• EXERCISE
Copy every line of the listing exactly.

--- START OF LISTED RECORDS ---

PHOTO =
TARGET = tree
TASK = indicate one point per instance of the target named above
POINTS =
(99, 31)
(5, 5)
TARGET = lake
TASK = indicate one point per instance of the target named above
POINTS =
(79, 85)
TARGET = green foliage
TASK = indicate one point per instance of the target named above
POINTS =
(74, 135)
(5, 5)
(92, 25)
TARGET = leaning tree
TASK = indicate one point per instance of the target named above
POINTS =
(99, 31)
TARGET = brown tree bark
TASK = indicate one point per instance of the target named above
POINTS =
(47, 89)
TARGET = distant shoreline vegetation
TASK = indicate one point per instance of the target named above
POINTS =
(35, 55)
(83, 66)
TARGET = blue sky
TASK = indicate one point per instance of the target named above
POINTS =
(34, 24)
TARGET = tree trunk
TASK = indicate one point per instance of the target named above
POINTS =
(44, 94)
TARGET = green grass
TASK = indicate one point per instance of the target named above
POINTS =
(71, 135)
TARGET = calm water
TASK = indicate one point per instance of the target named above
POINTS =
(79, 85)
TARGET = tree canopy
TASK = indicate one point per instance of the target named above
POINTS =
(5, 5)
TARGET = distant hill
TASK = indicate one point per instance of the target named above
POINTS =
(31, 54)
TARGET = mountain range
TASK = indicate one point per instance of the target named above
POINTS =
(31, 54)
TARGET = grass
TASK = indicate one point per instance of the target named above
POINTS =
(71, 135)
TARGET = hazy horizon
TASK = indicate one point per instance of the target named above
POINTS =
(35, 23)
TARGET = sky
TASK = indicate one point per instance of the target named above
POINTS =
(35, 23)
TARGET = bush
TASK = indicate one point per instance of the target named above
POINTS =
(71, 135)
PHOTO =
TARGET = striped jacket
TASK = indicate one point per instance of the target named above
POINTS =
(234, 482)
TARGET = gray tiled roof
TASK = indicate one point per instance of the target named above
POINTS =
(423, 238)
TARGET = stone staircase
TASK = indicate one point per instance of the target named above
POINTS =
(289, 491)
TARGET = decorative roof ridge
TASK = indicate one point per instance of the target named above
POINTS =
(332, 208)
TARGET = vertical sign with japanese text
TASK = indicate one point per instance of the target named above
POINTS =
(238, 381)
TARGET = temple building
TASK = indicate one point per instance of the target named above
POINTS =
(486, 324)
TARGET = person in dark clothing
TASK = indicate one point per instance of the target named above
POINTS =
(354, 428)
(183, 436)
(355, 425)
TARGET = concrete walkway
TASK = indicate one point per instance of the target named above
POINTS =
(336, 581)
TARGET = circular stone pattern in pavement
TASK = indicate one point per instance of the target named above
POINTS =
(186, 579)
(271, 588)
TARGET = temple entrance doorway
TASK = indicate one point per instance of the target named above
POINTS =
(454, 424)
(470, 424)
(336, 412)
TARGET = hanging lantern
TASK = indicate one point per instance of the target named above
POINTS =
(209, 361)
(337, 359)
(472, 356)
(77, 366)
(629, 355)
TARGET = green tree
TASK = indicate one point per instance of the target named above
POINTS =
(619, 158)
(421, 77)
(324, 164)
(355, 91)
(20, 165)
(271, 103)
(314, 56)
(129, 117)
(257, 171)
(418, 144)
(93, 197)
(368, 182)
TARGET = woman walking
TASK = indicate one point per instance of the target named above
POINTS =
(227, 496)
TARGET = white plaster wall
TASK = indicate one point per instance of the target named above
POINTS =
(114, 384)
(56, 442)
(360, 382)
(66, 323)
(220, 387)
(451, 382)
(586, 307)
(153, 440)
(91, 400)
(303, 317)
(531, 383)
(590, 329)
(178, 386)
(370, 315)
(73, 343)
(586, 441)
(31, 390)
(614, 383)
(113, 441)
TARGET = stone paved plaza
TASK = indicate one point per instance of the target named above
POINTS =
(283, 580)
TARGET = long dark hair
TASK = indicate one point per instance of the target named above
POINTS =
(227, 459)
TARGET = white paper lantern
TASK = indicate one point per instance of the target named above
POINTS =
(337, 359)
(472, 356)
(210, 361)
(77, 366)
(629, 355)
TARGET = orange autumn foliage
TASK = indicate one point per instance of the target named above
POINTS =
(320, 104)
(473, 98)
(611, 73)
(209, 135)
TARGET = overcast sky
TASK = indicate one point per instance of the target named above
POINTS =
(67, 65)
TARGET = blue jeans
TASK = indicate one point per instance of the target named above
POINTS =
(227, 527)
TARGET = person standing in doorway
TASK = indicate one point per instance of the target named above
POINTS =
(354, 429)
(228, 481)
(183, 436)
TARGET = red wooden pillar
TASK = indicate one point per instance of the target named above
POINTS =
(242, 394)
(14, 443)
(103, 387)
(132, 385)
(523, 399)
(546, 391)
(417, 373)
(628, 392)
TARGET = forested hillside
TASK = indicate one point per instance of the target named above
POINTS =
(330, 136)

--- END OF LISTED RECORDS ---

• FINAL RESULT
PHOTO =
TARGET = tree
TASK = indicate one point per instance of the target named above
POINTS =
(99, 31)
(5, 5)
TARGET = lake
TASK = indicate one point per instance of the target named above
POINTS =
(79, 85)
TARGET = green foliage
TASK = indicate one point per instance of the target named above
POINTS =
(74, 135)
(5, 5)
(92, 25)
TARGET = leaning tree
TASK = indicate one point per instance of the target named above
POINTS =
(99, 31)
TARGET = brown tree bark
TASK = indicate one point per instance of the target named above
POINTS =
(47, 89)
TARGET = distant shoreline vegetation
TASK = indicate one point per instance of the target named above
POINTS =
(35, 55)
(83, 66)
TARGET = blue sky
TASK = indicate one point per instance of the target named above
POINTS =
(34, 24)
TARGET = tree trunk
TASK = indicate one point per instance of the target named above
POINTS =
(44, 94)
TARGET = green grass
TASK = indicate one point per instance of the target named above
POINTS =
(71, 135)
TARGET = calm water
TASK = indicate one point per instance of the target named above
POINTS =
(79, 85)
TARGET = tree canopy
TASK = indicate one point per instance of the target named above
POINTS =
(5, 5)
TARGET = distant hill
TASK = indicate one point per instance of the target named above
POINTS =
(31, 54)
TARGET = mountain range
TASK = indicate one point per instance of the target named above
POINTS =
(31, 54)
TARGET = grass
TASK = indicate one point per instance of the target named above
POINTS =
(71, 135)
TARGET = hazy horizon
TASK = indicate one point per instance of the target named above
POINTS =
(35, 23)
TARGET = sky
TASK = indicate one point per instance of the target named above
POINTS =
(35, 23)
TARGET = bush
TASK = indicate one point per instance of the target named above
POINTS =
(71, 135)
PHOTO =
TARGET = striped jacket
TASK = indicate one point per instance of the target named above
POINTS =
(234, 482)
TARGET = gray tiled roof
TASK = indicate one point per instance of the target named above
POINTS =
(423, 238)
TARGET = stone staircase
TASK = indicate one point per instance of the target named above
POINTS =
(289, 491)
TARGET = decorative roof ridge
TASK = indicate one point per instance of the target named above
POINTS =
(332, 208)
TARGET = vertical sign with japanese text
TASK = indicate one point per instance of the target named above
POINTS =
(238, 381)
TARGET = temple building
TASK = indicate one point per instance of the target named above
POINTS =
(486, 324)
TARGET = person in dark clothing
TASK = indicate one point per instance of the target named above
POINTS =
(354, 428)
(183, 436)
(355, 425)
TARGET = concrete walkway
TASK = indicate one point per instance of the target named above
POINTS =
(336, 581)
TARGET = circular stone pattern in pavement
TASK = indicate one point per instance of the target named above
POINTS =
(186, 579)
(271, 588)
TARGET = temple entrance doorway
TASK = indicate one point per instance of the target named above
POINTS =
(454, 424)
(470, 424)
(336, 412)
TARGET = hanging lantern
TASK = indicate one point per instance of the target named above
POINTS =
(209, 361)
(337, 359)
(472, 356)
(77, 366)
(629, 355)
TARGET = green tree
TASK = indicate one point per instance of the target named above
POINTS =
(619, 158)
(421, 77)
(324, 164)
(355, 91)
(20, 165)
(271, 103)
(314, 56)
(129, 117)
(257, 171)
(418, 144)
(93, 197)
(368, 182)
TARGET = woman walking
TASK = indicate one point per instance of the target named above
POINTS =
(227, 496)
TARGET = white plaster wall
TASK = indicate one point per instance of the target named above
POINTS =
(114, 384)
(56, 442)
(360, 382)
(66, 323)
(220, 387)
(451, 382)
(586, 307)
(153, 440)
(91, 400)
(303, 317)
(531, 383)
(590, 329)
(178, 386)
(370, 315)
(73, 343)
(586, 441)
(31, 390)
(614, 383)
(113, 441)
TARGET = stone paved plaza
TASK = indicate one point per instance of the target named above
POINTS =
(283, 580)
TARGET = long dark hair
TASK = indicate one point per instance of the target named above
POINTS =
(227, 459)
TARGET = white paper lantern
TASK = indicate one point per instance of the target named above
POINTS =
(337, 359)
(472, 356)
(210, 361)
(77, 366)
(629, 355)
TARGET = orange autumn foliage
TASK = indicate one point per instance of the target named above
POINTS =
(320, 104)
(473, 98)
(611, 73)
(209, 135)
TARGET = overcast sky
TASK = indicate one point per instance of the target named above
POINTS =
(67, 65)
TARGET = blue jeans
TASK = indicate one point per instance of the target named above
POINTS =
(227, 527)
TARGET = person standing in doorway
TASK = indicate one point per instance of the target named above
POINTS =
(354, 429)
(228, 481)
(183, 436)
TARGET = red wooden pillar
TASK = indicate one point per instance of the target named above
POINTS =
(242, 394)
(14, 443)
(103, 387)
(132, 385)
(523, 399)
(546, 391)
(417, 373)
(628, 392)
TARGET = forested hillside
TASK = indicate one point per instance of the target named above
POINTS =
(330, 136)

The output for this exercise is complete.